* **AUSZUG**:
--

Gas-Lieferstopp für Polen und Bulgarien, Explosionen in Transnistrien

Der ukrainische Präsidentenberater Serhij Leschtschenko (41) warnte kürzlich in einem Interview: «Putin wird auch Nato-Länder angreifen. Ganz einfach, um zu zeigen, dass die globalen Institutionen schwach sind.» Die Sorge wächst, dass eine russische Bombe absichtlich oder unabsichtlich Grenzgebiete zur Nato trifft.

An den Grenzen zündelt Putin bereits.

Vergangene Woche hat er den EU-Mitgliedern Polen und Bulgarien das Gas abgedreht, nachdem die sich geweigert hatten, in Rubel zu zahlen. Die US-Geheimdienste und ihre Partner warnen davor, dass sich Russland auf umfassende Cyberangriffe verlegen könnte – auch auf die USA und Europa.

--

* **BEREITGESTELLTE ANGABEN**:

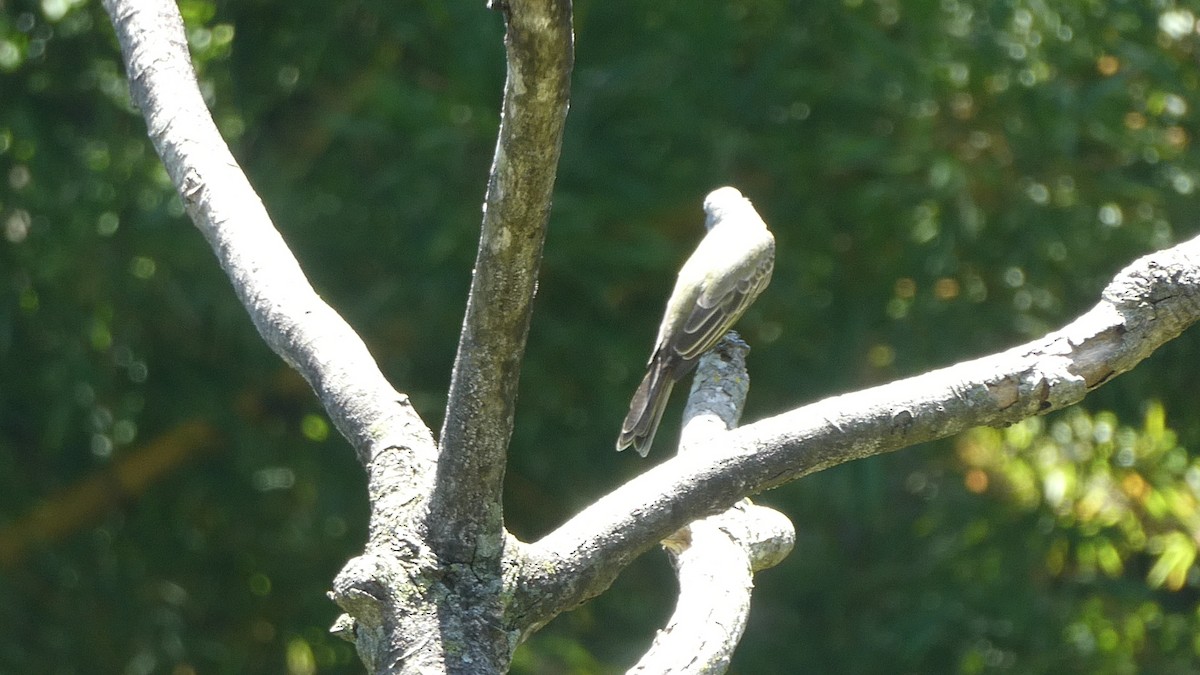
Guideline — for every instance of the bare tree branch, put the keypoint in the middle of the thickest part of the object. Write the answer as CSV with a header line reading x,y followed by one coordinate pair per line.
x,y
1147,304
715,557
466,506
289,315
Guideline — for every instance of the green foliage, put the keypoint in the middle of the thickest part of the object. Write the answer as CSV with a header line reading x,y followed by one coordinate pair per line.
x,y
943,179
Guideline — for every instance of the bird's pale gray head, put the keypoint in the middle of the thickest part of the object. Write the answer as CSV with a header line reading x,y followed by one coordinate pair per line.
x,y
723,202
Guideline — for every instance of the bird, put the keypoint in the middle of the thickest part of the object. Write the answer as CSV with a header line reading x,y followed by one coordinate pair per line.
x,y
729,269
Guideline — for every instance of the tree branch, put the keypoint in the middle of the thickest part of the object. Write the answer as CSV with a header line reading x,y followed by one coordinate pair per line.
x,y
466,505
1147,304
289,315
715,557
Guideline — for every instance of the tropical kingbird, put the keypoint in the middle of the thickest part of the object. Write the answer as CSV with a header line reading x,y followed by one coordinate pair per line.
x,y
730,267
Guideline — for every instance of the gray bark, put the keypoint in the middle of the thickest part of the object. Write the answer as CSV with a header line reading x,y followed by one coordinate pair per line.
x,y
441,586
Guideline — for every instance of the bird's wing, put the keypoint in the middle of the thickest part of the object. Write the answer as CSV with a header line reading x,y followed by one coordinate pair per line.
x,y
723,302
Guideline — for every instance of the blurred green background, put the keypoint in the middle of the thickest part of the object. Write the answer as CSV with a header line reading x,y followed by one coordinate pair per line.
x,y
945,179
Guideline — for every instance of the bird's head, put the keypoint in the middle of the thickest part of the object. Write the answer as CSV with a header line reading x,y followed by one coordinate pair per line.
x,y
723,202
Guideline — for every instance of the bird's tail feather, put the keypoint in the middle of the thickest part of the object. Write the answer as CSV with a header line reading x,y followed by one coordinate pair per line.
x,y
646,411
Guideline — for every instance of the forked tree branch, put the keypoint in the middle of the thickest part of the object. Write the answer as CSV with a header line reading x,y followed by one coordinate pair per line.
x,y
715,559
466,520
289,315
1147,304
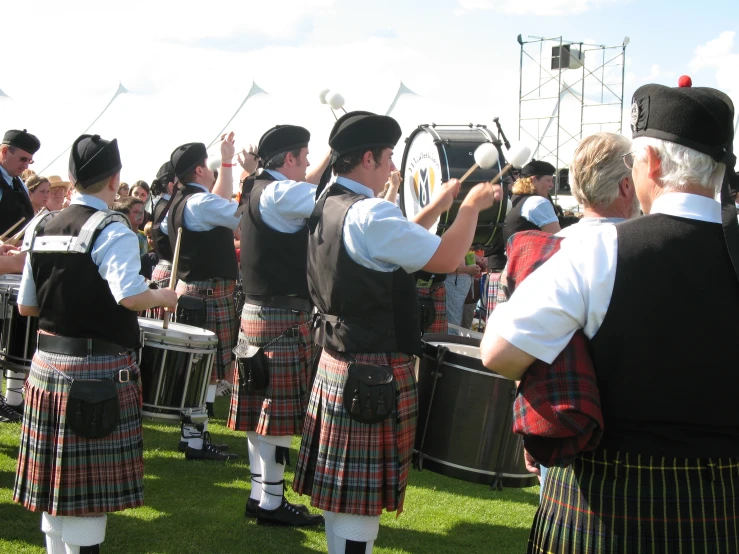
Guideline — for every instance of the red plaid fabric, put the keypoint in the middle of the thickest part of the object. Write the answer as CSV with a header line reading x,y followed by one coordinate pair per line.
x,y
279,410
67,475
220,316
557,408
350,467
438,295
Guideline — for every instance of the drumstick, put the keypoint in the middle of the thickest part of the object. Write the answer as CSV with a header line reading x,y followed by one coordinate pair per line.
x,y
6,233
173,277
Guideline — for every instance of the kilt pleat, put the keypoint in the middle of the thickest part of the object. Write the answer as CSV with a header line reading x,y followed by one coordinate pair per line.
x,y
67,475
438,295
160,275
624,503
220,316
279,410
351,467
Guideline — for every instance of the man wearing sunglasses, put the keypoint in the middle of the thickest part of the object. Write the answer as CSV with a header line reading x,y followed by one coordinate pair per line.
x,y
16,154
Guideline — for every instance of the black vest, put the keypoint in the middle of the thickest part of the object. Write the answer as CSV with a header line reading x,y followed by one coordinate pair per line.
x,y
665,355
203,255
14,205
275,263
515,222
363,310
74,300
161,241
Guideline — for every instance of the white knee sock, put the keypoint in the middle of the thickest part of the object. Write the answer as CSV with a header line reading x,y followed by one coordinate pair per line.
x,y
272,472
52,526
255,465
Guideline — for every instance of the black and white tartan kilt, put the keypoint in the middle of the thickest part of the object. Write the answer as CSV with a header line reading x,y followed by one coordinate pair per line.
x,y
220,316
161,275
279,410
350,467
614,502
67,475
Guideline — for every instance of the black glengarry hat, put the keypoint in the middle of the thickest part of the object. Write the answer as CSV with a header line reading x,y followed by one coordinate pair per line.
x,y
187,157
93,159
700,118
282,138
537,169
23,140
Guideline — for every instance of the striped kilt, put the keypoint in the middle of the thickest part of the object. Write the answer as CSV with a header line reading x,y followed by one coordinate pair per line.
x,y
438,294
279,410
350,467
161,274
615,502
220,316
67,475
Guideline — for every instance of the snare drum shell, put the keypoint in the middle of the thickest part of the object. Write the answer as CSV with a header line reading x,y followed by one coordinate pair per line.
x,y
469,432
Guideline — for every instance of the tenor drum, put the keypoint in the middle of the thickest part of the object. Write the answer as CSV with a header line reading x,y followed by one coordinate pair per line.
x,y
19,334
436,153
175,367
465,416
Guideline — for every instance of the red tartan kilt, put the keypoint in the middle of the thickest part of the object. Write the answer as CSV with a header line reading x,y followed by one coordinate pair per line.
x,y
350,467
438,295
280,409
67,475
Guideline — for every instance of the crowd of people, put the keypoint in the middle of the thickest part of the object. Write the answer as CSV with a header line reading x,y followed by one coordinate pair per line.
x,y
325,347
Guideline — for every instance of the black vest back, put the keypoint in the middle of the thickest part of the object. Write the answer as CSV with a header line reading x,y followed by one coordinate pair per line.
x,y
515,222
364,310
665,355
14,205
263,268
161,241
74,300
203,255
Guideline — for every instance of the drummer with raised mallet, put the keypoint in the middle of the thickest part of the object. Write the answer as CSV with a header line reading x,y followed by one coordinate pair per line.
x,y
362,253
86,298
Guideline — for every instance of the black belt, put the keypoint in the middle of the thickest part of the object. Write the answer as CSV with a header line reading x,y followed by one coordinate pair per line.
x,y
71,346
293,303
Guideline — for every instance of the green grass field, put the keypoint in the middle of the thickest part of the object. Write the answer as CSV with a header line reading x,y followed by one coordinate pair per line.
x,y
198,507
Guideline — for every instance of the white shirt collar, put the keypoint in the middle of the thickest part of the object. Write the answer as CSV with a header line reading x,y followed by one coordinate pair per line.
x,y
690,206
353,186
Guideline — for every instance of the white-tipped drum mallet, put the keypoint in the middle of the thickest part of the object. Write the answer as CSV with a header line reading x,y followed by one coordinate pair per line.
x,y
518,155
486,156
173,277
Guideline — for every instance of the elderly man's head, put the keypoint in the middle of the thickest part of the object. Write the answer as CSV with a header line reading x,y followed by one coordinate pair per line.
x,y
600,180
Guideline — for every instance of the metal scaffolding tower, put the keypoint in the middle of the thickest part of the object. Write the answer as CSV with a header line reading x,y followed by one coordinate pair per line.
x,y
568,90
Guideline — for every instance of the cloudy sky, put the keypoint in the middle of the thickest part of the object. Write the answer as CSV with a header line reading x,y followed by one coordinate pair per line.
x,y
188,64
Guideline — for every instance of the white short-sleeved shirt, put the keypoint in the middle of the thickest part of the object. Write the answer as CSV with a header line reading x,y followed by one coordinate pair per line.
x,y
115,252
539,211
285,204
573,289
378,236
204,212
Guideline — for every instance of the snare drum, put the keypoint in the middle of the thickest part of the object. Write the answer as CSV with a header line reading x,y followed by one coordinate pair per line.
x,y
436,153
465,414
175,364
19,334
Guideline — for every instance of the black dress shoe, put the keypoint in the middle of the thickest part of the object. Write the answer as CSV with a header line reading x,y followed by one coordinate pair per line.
x,y
252,505
287,515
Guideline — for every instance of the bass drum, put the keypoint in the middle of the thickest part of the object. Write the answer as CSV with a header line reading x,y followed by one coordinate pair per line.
x,y
436,153
465,416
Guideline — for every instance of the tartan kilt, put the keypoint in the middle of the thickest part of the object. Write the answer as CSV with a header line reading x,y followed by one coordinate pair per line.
x,y
67,475
438,295
220,316
350,467
616,502
279,410
161,274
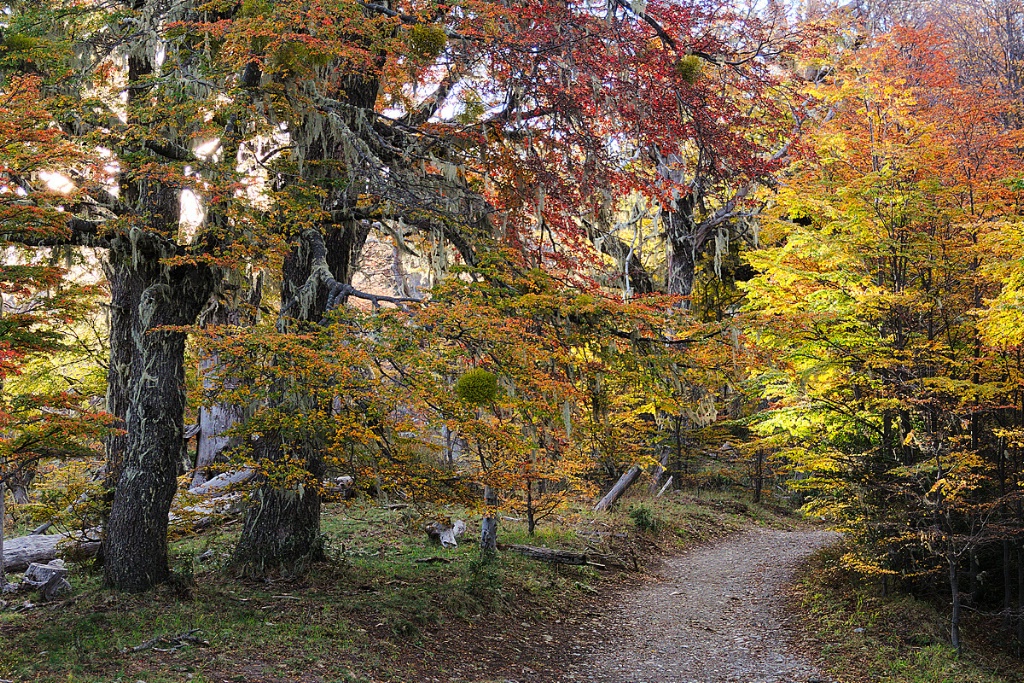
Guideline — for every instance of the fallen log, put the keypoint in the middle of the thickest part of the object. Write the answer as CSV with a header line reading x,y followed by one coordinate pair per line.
x,y
20,552
446,535
221,483
552,556
624,482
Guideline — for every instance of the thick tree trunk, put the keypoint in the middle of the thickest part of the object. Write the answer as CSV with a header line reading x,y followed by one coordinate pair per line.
x,y
282,528
135,543
128,278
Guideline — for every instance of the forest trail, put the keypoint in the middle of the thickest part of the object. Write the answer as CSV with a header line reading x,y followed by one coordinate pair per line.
x,y
714,615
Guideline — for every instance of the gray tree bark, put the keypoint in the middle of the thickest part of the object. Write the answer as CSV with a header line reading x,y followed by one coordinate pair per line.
x,y
135,543
625,481
282,526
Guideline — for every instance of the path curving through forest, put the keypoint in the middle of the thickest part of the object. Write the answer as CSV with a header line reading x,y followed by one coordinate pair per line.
x,y
715,615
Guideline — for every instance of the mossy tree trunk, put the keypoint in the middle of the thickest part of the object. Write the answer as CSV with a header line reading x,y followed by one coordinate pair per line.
x,y
135,543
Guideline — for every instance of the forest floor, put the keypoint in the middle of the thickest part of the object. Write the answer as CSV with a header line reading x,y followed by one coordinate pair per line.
x,y
709,594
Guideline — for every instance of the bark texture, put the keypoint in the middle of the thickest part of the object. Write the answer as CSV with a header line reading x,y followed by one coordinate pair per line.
x,y
282,527
135,543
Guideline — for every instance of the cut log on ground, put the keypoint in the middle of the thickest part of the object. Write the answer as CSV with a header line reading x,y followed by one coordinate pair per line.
x,y
20,552
624,482
445,535
51,580
220,484
554,556
665,487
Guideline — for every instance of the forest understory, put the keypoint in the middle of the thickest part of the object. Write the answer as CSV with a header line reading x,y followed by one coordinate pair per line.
x,y
383,608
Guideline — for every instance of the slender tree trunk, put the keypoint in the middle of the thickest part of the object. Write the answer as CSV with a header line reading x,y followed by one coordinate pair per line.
x,y
488,527
954,590
1020,595
759,473
973,559
1007,593
3,518
282,526
216,420
530,512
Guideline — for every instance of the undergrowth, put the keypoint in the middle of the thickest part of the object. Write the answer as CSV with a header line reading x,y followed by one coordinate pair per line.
x,y
861,637
372,612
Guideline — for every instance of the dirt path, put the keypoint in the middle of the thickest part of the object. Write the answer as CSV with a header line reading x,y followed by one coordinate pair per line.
x,y
713,616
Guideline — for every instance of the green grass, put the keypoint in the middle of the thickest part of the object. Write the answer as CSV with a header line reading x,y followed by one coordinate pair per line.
x,y
370,613
862,637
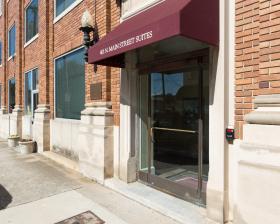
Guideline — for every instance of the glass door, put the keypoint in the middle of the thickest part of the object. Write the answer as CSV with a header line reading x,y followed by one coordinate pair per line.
x,y
174,131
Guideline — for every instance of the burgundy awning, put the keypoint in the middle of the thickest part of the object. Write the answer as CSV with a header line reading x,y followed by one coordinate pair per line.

--

* **ERFORDERLICHE SCHRITTE**:
**A.** Übertragen Sie den Satz „An den Grenzen zündelt Putin bereits.“ aus dem Auszug ins Englische.
**B.** Bitte schreiben Sie aus dem Auszug den Abschnitt von „Gas-Lieferstopp für Polen“ bis „zündelt Putin bereits.“ wortgetreu ab.
Die Einträge spielen dabei keine Rolle.

* **LÖSUNGEN**:
**A.** Putin is already playing with fire at the borders.

**B.**
Gas-Lieferstopp für Polen und Bulgarien, Explosionen in Transnistrien

Der ukrainische Präsidentenberater Serhij Leschtschenko (41) warnte kürzlich in einem Interview: «Putin wird auch Nato-Länder angreifen. Ganz einfach, um zu zeigen, dass die globalen Institutionen schwach sind.» Die Sorge wächst, dass eine russische Bombe absichtlich oder unabsichtlich Grenzgebiete zur Nato trifft.

An den Grenzen zündelt Putin bereits.